=== TEXT SHOWN ===
Humanity's first knowledge about gamma-ray bursts came from the serendipitous detection of one such explosion on July 2, 1967, by the United States' Vela-series satellites, which were tasked with detecting gamma radiation pulses emitted by nuclear weapons tests.

In 1973, US scientists published the first research paper about the astronomical phenomenon.

Several spacecraft, including NASA's Compton Gamma Ray Observatory and High Energy Transient Explorer 2, and the Italian-Dutch astronomical satellite BeppoSAX, have been placed into space to detect gamma-ray bursts.

Initiated in 2005, the SVOM project is the result of a long-term collaboration between the CNSA and France's National Center for Space Studies. It has involved scientists and engineers from multiple institutes, including the Research Institute in Astrophysics and Planetology in Toulouse and the Institute of High Energy Physics in Beijing.

Following its orbital deployment, scientists from both China and France will work together to control the satellite, receive scientific data and arrange follow-up observations.

The main scientific objectives of the SVOM mission include searching for and rapidly locating various gamma-ray bursts; comprehensively measuring and studying their electromagnetic radiation properties; using the bursts to study dark energy and the evolution of the universe; and observing electromagnetic signals associated with gravitational waves.

Wei Jianyan, a scientist at the Chinese Academy of Sciences' National Astronomical Observatories and the SVOM mission's Chinese principal investigator, said that the state-of-the-art satellite features world-class technologies, a large field of view and is capable of highly precise observations.

"As soon as the satellite spots traces of gamma-ray bursts, it can transmit the information to ground control within about one minute," he said. "After receiving that notification, ground control will notify ground-based observation stations across the world to use their assets to carry out integrated detection with the spacecraft.

"We hope that we can 'see' the earliest gamma-ray bursts that took place in the farthest parts of the universe, and that will help scientists learn more about the universe's 'childhood' and its evolution."

In addition, Wei said, the SVOM satellite is specifically suitable for searching for kilonovas, which are bright blasts of electromagnetic radiation that happen when two neutron stars or a neutron star and a stellar-mass black hole collide and merge.

"Such a detection would be of great significance to the study of stellar evolution, and to answering very interesting scientific questions such as where heavy elements like gold and silver come from in the universe," he said.

The SVOM is the second satellite jointly developed by China and France, following the China-France Oceanography Satellite that was launched from the Jiuquan Satellite Launch Center in northwestern China in October 2018.

That satellite has obtained a great deal of data that has been used to study ocean surface winds and waves, predict cyclones and improve scientists' understanding of climate change.

In China's ongoing Chang'e 6 robotic lunar mission, a radon-measuring instrument made by French scientists has been placed on the far side of the moon. The data collected is expected to help study the movement of lunar dust and some volatile chemicals between the lunar regolith, a layer of unconsolidated rocky material, and the lunar exosphere.

Liu Yunfeng, deputy director of the CNSA's international cooperation department, said that both China and France are global space powers and they are determined to advance their collaboration in space science and technology to uncover mysteries in the universe, enrich humanity's knowledge and use their space programs to benefit the world.

=== DATA PROVIDED ===
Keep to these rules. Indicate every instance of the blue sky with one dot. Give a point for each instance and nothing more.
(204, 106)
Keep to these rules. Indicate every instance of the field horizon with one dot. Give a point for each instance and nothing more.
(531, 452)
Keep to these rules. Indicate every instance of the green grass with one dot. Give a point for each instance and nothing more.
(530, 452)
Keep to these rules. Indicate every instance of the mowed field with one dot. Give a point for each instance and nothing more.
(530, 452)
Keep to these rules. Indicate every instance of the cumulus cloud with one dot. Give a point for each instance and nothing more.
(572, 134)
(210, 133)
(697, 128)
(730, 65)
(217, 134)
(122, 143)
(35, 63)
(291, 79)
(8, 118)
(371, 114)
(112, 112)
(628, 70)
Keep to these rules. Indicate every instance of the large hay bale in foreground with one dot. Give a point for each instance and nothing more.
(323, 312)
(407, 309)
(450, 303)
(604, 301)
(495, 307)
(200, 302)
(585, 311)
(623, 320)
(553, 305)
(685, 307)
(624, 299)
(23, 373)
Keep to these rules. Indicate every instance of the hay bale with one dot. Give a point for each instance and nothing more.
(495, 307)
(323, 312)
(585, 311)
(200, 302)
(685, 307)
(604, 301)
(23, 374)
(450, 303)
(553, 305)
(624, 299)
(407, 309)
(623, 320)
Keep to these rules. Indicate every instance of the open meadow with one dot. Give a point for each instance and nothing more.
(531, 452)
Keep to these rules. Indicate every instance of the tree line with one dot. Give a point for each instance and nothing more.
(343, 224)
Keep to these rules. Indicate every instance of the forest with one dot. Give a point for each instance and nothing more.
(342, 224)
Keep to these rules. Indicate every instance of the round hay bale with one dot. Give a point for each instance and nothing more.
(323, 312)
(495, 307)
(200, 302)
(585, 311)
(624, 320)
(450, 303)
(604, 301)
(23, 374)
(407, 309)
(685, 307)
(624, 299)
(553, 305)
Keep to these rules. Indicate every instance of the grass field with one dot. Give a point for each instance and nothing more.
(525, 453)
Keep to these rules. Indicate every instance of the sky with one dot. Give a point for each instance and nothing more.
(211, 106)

...

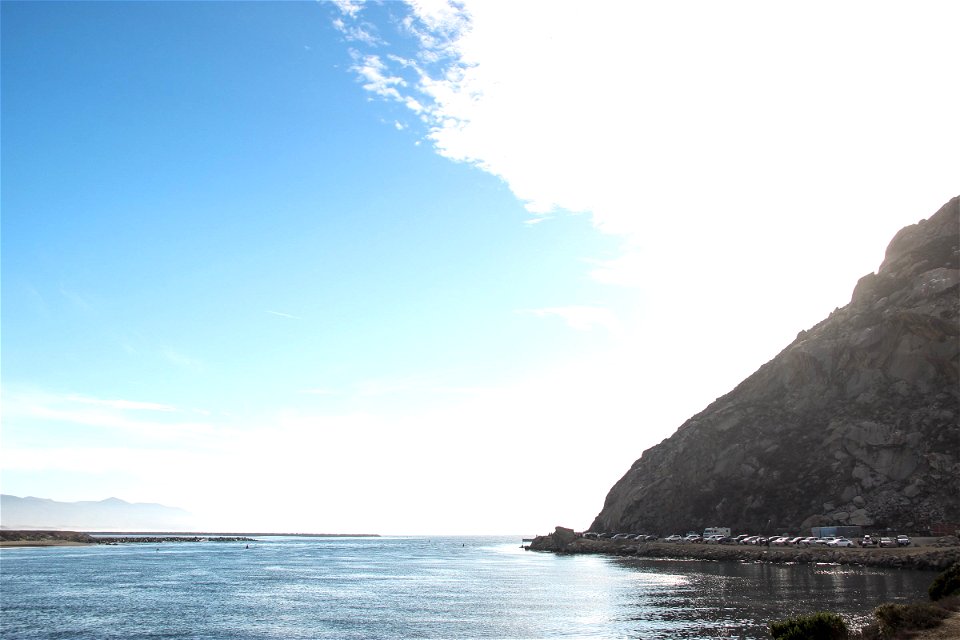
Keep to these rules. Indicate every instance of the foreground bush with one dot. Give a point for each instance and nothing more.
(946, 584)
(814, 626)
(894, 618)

==

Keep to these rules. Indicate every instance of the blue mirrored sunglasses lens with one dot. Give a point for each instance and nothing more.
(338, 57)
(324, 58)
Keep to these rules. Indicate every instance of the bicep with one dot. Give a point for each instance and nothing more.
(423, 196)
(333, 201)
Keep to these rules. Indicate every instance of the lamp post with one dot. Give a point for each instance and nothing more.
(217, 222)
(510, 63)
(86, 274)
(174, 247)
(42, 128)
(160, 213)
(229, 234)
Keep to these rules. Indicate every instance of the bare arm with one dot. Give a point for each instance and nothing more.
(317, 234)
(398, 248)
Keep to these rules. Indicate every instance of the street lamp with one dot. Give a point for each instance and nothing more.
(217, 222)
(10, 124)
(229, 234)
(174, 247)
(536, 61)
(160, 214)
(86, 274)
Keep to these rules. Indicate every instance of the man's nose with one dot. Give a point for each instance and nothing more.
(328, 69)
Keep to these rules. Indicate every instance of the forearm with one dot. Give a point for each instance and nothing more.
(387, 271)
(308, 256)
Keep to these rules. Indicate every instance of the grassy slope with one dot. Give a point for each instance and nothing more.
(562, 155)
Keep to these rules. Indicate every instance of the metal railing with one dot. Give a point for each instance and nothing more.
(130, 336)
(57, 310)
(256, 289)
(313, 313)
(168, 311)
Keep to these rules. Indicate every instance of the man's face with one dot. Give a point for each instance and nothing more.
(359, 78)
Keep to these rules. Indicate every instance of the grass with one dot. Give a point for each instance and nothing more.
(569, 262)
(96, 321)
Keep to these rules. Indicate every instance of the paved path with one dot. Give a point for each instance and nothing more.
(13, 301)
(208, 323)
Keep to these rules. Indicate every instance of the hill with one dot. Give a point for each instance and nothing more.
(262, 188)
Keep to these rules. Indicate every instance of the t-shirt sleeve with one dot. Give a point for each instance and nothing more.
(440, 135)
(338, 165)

=== WHAT YOU NEED TO DO ===
[1] According to the SVOM article, in what year was the SVOM project initiated?
[2] From the SVOM article, copy verbatim the passage that opens with the words containing "The main scientific" and closes with "with gravitational waves.".

=== EXPECTED ANSWERS ===
[1] 2005

[2]
The main scientific objectives of the SVOM mission include searching for and rapidly locating various gamma-ray bursts; comprehensively measuring and studying their electromagnetic radiation properties; using the bursts to study dark energy and the evolution of the universe; and observing electromagnetic signals associated with gravitational waves.